## Start Supplied records
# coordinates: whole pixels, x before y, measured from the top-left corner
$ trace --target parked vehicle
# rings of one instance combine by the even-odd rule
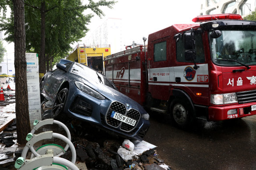
[[[66,59],[88,66],[98,72],[104,72],[104,58],[111,54],[110,45],[78,44]]]
[[[149,126],[149,115],[139,104],[86,66],[62,59],[57,67],[40,82],[42,99],[53,104],[54,118],[69,116],[126,138],[142,140]]]
[[[181,127],[256,114],[256,22],[226,14],[193,21],[206,22],[174,24],[150,34],[147,47],[107,56],[106,76]]]

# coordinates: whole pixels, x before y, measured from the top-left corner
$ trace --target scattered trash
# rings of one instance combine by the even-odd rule
[[[145,168],[146,170],[165,170],[165,169],[160,167],[156,163],[153,163],[150,165],[145,165]]]
[[[134,149],[134,144],[128,139],[124,139],[122,146],[132,152],[133,151]]]
[[[4,130],[7,126],[8,126],[10,124],[11,124],[13,122],[14,120],[14,119],[10,119],[5,122],[4,124],[0,126],[0,132]]]
[[[120,147],[117,150],[117,153],[125,162],[128,160],[132,160],[133,159],[138,159],[138,157],[132,152],[126,149],[125,148]]]

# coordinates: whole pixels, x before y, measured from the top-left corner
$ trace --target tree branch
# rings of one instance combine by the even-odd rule
[[[28,6],[28,7],[32,7],[32,8],[34,8],[36,9],[37,10],[40,10],[40,9],[39,9],[39,8],[38,7],[36,7],[36,6],[33,6],[33,5],[29,5],[29,4],[28,4],[28,3],[24,3],[24,4],[25,5],[26,5]]]
[[[52,8],[51,8],[50,9],[49,9],[49,10],[45,10],[44,11],[44,12],[46,13],[46,12],[48,12],[48,11],[50,11],[51,10],[53,10],[53,9],[54,9],[55,8],[56,8],[57,7],[57,6],[55,6],[55,7],[53,7]]]

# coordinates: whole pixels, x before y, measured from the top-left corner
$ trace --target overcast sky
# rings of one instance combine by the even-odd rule
[[[133,41],[141,43],[143,37],[147,38],[149,34],[173,24],[195,24],[192,19],[200,14],[200,0],[119,0],[113,9],[102,7],[105,17],[100,19],[95,16],[88,28],[93,31],[105,17],[121,18],[124,43],[130,45]],[[79,44],[86,43],[86,38],[82,40]]]
[[[118,0],[113,9],[101,7],[105,17],[100,19],[95,16],[88,27],[93,30],[100,25],[104,17],[121,18],[124,32],[123,41],[129,45],[132,41],[147,38],[149,34],[173,24],[193,23],[192,19],[200,14],[200,0]],[[85,13],[92,12],[87,10]],[[4,46],[7,50],[8,58],[10,56],[12,58],[14,43],[4,42]]]

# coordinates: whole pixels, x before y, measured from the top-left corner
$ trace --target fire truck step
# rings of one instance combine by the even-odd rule
[[[151,108],[150,110],[153,111],[156,111],[158,112],[161,113],[166,113],[167,110],[157,108]]]
[[[202,120],[203,121],[207,121],[207,118],[205,116],[198,116],[198,117],[196,117],[196,118],[198,119]]]

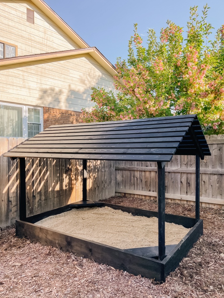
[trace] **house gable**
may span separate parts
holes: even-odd
[[[34,11],[34,24],[27,8]],[[19,56],[88,46],[41,0],[0,0],[0,40],[17,45]]]

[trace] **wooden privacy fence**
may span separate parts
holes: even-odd
[[[224,209],[224,135],[206,136],[211,156],[201,161],[200,198],[202,207]],[[0,138],[0,227],[18,218],[17,161],[3,154],[24,139]],[[82,198],[82,161],[26,159],[27,215],[79,201]],[[116,167],[115,166],[116,166]],[[87,199],[97,200],[117,195],[156,199],[155,162],[88,161]],[[174,156],[166,166],[166,197],[173,202],[194,204],[193,156]],[[115,168],[116,170],[115,170]],[[116,193],[115,193],[115,191]]]
[[[18,218],[18,160],[3,154],[24,139],[0,138],[0,227]],[[82,197],[81,160],[26,159],[27,216],[33,215]],[[87,199],[99,200],[115,194],[114,162],[87,162]]]
[[[224,209],[224,135],[205,136],[211,154],[201,160],[202,206]],[[156,199],[155,162],[116,162],[115,194]],[[165,168],[166,197],[169,201],[194,204],[194,156],[174,156]]]

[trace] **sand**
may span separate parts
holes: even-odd
[[[121,249],[156,246],[158,221],[156,217],[134,216],[108,207],[73,209],[49,216],[36,224],[75,237]],[[165,244],[177,244],[190,230],[166,223]]]

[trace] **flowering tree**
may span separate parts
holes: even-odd
[[[186,37],[183,28],[168,20],[158,41],[148,31],[148,46],[134,25],[127,61],[118,58],[114,77],[116,93],[92,88],[87,121],[107,121],[197,114],[206,133],[224,129],[224,25],[214,41],[207,22],[209,7],[199,17],[191,7]]]

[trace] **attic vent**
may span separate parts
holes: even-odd
[[[34,23],[34,12],[29,8],[27,8],[27,21],[32,24]]]

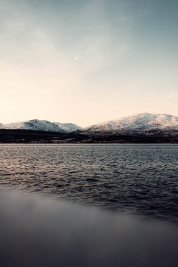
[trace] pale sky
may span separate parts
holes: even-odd
[[[0,0],[0,122],[178,116],[177,0]]]

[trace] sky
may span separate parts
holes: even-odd
[[[178,116],[177,0],[0,0],[0,122]]]

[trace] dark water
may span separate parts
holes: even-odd
[[[1,267],[177,267],[178,228],[0,190]]]
[[[1,145],[0,185],[178,222],[177,145]]]

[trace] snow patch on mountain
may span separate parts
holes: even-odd
[[[86,134],[141,134],[154,131],[178,131],[178,117],[167,114],[139,113],[102,122],[78,130]]]
[[[66,131],[53,122],[46,120],[31,119],[25,122],[14,122],[0,126],[4,129],[23,129],[33,131],[46,131],[65,134]]]
[[[54,122],[54,124],[68,133],[82,129],[80,126],[72,123]]]

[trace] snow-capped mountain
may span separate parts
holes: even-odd
[[[90,135],[178,134],[178,117],[167,114],[139,113],[91,125],[77,131]]]
[[[54,123],[39,119],[31,119],[25,122],[14,122],[0,126],[1,129],[23,129],[34,131],[46,131],[65,134],[67,131],[60,128]]]
[[[63,124],[61,122],[51,122],[46,120],[31,119],[8,124],[0,124],[0,129],[46,131],[66,134],[80,129],[81,127],[72,123]]]
[[[72,123],[54,122],[54,124],[68,133],[82,129],[80,126]]]

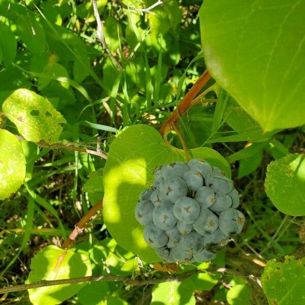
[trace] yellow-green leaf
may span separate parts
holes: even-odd
[[[58,140],[66,120],[52,104],[27,89],[18,89],[2,106],[5,115],[27,141],[49,143]]]
[[[91,264],[87,256],[64,250],[55,246],[44,248],[32,259],[27,283],[90,276]],[[60,304],[75,294],[87,283],[68,284],[29,289],[34,305]]]
[[[25,176],[25,157],[20,141],[0,129],[0,200],[15,193]]]

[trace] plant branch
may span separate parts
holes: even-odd
[[[105,36],[104,35],[104,30],[103,29],[103,23],[101,21],[101,17],[99,14],[99,10],[98,10],[98,6],[97,5],[97,0],[92,0],[92,5],[93,6],[93,11],[94,16],[97,20],[97,39],[102,44],[102,46],[104,49],[106,51],[110,59],[112,62],[112,63],[116,67],[116,69],[120,71],[124,71],[123,67],[119,64],[118,62],[114,58],[113,55],[111,54],[110,50],[109,50],[106,41],[105,41]]]
[[[168,127],[176,123],[179,116],[181,116],[191,106],[192,102],[196,96],[199,93],[202,87],[206,84],[210,80],[211,75],[207,70],[205,70],[197,81],[190,89],[182,101],[179,104],[177,109],[172,113],[171,115],[165,121],[161,127],[160,133],[164,135]]]
[[[216,270],[217,271],[217,269]],[[154,285],[173,281],[182,281],[185,279],[195,274],[204,273],[207,272],[205,269],[195,269],[169,277],[162,278],[148,278],[146,279],[140,278],[134,279],[128,277],[119,277],[117,276],[101,276],[98,277],[83,277],[82,278],[74,278],[73,279],[64,279],[63,280],[54,280],[48,281],[42,280],[38,282],[35,282],[31,284],[19,285],[9,287],[0,288],[0,293],[8,293],[15,291],[22,291],[34,288],[45,287],[58,285],[67,285],[67,284],[76,284],[84,282],[98,282],[98,281],[120,281],[124,282],[127,285],[145,286],[147,285]]]
[[[88,149],[87,148],[81,148],[80,147],[77,147],[73,146],[73,143],[67,142],[67,143],[55,143],[54,144],[49,144],[44,141],[40,141],[37,143],[37,145],[42,147],[48,147],[52,149],[58,149],[58,148],[64,148],[68,150],[76,150],[77,151],[81,151],[82,152],[86,152],[89,154],[90,155],[94,155],[95,156],[98,156],[103,159],[107,160],[107,154],[105,154],[100,148],[98,147],[96,150],[93,150],[93,149]]]
[[[123,3],[120,0],[117,0],[117,2],[119,4],[119,5],[122,7],[123,9],[126,9],[127,10],[130,10],[131,11],[135,11],[136,12],[140,12],[140,13],[151,13],[150,11],[154,9],[155,7],[161,5],[163,4],[164,2],[161,0],[158,0],[158,1],[149,6],[148,8],[145,8],[144,9],[137,9],[137,8],[133,8],[132,7],[128,6],[126,5],[125,4]]]
[[[93,206],[75,225],[75,228],[70,234],[68,239],[62,246],[63,249],[68,249],[71,247],[77,235],[82,233],[87,223],[94,216],[95,214],[103,208],[103,200],[99,201]]]

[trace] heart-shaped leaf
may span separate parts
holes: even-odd
[[[305,2],[205,0],[201,42],[212,76],[265,131],[305,123]]]
[[[27,89],[18,89],[4,102],[5,115],[17,126],[27,141],[43,140],[52,143],[58,140],[66,120],[52,104]]]
[[[230,177],[226,160],[207,147],[191,149],[194,158],[203,158]],[[104,220],[112,237],[123,248],[146,262],[161,260],[143,237],[143,227],[134,210],[140,193],[149,188],[157,166],[176,161],[185,162],[184,151],[167,145],[156,129],[135,125],[112,143],[104,171]]]
[[[20,141],[0,129],[0,200],[15,193],[25,176],[25,157]]]
[[[267,168],[265,189],[281,212],[305,215],[305,156],[291,154],[271,162]]]
[[[48,246],[39,252],[31,262],[27,283],[91,276],[91,264],[84,254]],[[28,290],[34,305],[60,304],[75,294],[87,283],[55,285]]]

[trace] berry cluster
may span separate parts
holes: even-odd
[[[232,181],[201,159],[164,164],[135,211],[144,238],[170,262],[210,260],[240,232],[245,217]]]

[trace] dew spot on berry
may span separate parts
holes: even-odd
[[[212,228],[215,225],[214,222],[212,220],[210,220],[208,223],[208,227]]]
[[[172,190],[172,189],[171,189],[170,187],[168,187],[168,188],[167,188],[167,190],[166,190],[166,195],[168,195]]]
[[[188,206],[185,206],[184,208],[186,212],[187,212],[187,213],[190,212],[190,209],[191,208],[191,207],[189,205],[188,205]]]
[[[237,219],[237,222],[240,225],[242,225],[243,223],[243,218],[240,218],[238,217],[238,219]]]

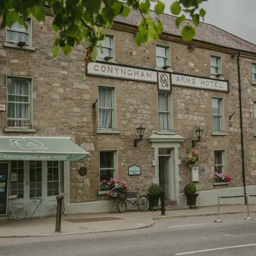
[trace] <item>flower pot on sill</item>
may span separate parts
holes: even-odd
[[[198,194],[186,194],[185,195],[187,197],[187,205],[189,206],[189,208],[197,209],[196,197],[198,196]]]
[[[159,203],[159,198],[160,195],[148,195],[148,202],[149,204],[149,209],[150,210],[155,210],[158,208],[158,204]]]

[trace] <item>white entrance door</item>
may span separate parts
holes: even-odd
[[[24,217],[29,217],[34,211],[33,198],[43,198],[39,208],[44,215],[55,213],[53,203],[63,189],[61,163],[58,161],[11,161],[9,194],[17,195],[18,203],[25,206],[22,213]],[[39,215],[36,211],[33,217]]]
[[[45,184],[45,211],[48,215],[56,212],[54,204],[57,203],[56,196],[61,192],[61,162],[58,161],[47,161],[45,177],[47,182]]]
[[[160,182],[165,191],[165,199],[171,200],[171,156],[159,157]]]

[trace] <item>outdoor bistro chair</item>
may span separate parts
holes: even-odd
[[[66,215],[66,213],[65,213],[65,205],[66,205],[66,203],[67,202],[67,193],[60,193],[60,195],[62,195],[64,197],[62,200],[62,204],[61,205],[61,214],[63,213],[64,215]],[[57,200],[56,200],[57,201]],[[54,205],[54,206],[55,206],[55,209],[57,210],[57,202],[56,203],[53,203],[53,204]]]
[[[13,195],[8,196],[8,203],[9,204],[9,206],[11,209],[11,210],[12,211],[12,215],[11,215],[9,218],[9,220],[11,220],[12,219],[12,217],[13,216],[13,218],[15,219],[16,220],[18,219],[15,215],[15,212],[16,210],[18,210],[19,211],[18,214],[19,214],[21,213],[21,216],[22,216],[22,219],[24,219],[24,217],[23,214],[21,213],[21,211],[22,209],[25,207],[25,205],[21,205],[18,204],[18,201],[17,200],[17,195]],[[15,203],[14,204],[13,204],[12,205],[11,204],[11,201],[14,201],[15,200]],[[17,212],[18,213],[18,212]]]

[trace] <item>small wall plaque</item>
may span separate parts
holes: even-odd
[[[199,181],[199,167],[192,167],[191,169],[191,181],[192,182]]]
[[[86,167],[83,166],[79,169],[79,175],[82,177],[85,176],[87,174],[87,169]]]
[[[128,167],[128,175],[140,175],[141,167],[133,164]]]
[[[206,168],[204,165],[201,165],[199,168],[199,172],[201,175],[204,175],[206,172]]]

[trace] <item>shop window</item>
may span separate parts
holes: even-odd
[[[224,150],[214,150],[214,169],[215,172],[218,173],[225,174],[225,158]]]
[[[24,162],[12,161],[11,165],[11,195],[24,198]]]
[[[100,150],[99,153],[100,182],[111,178],[117,178],[117,152]]]

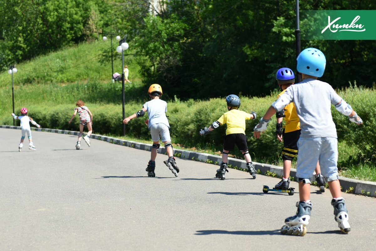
## End Supplied records
Set problem: Can you return, character for character, the part of the entries above that opens with the line containing "[trace] dark water" and closes with the line containing "[[[1,145],[0,185],[178,222],[177,145]]]", including both of those lines?

Written solution:
[trace] dark water
may span separate parts
holes: even-odd
[[[1,267],[177,267],[178,228],[0,190]]]
[[[1,145],[0,185],[178,222],[177,145]]]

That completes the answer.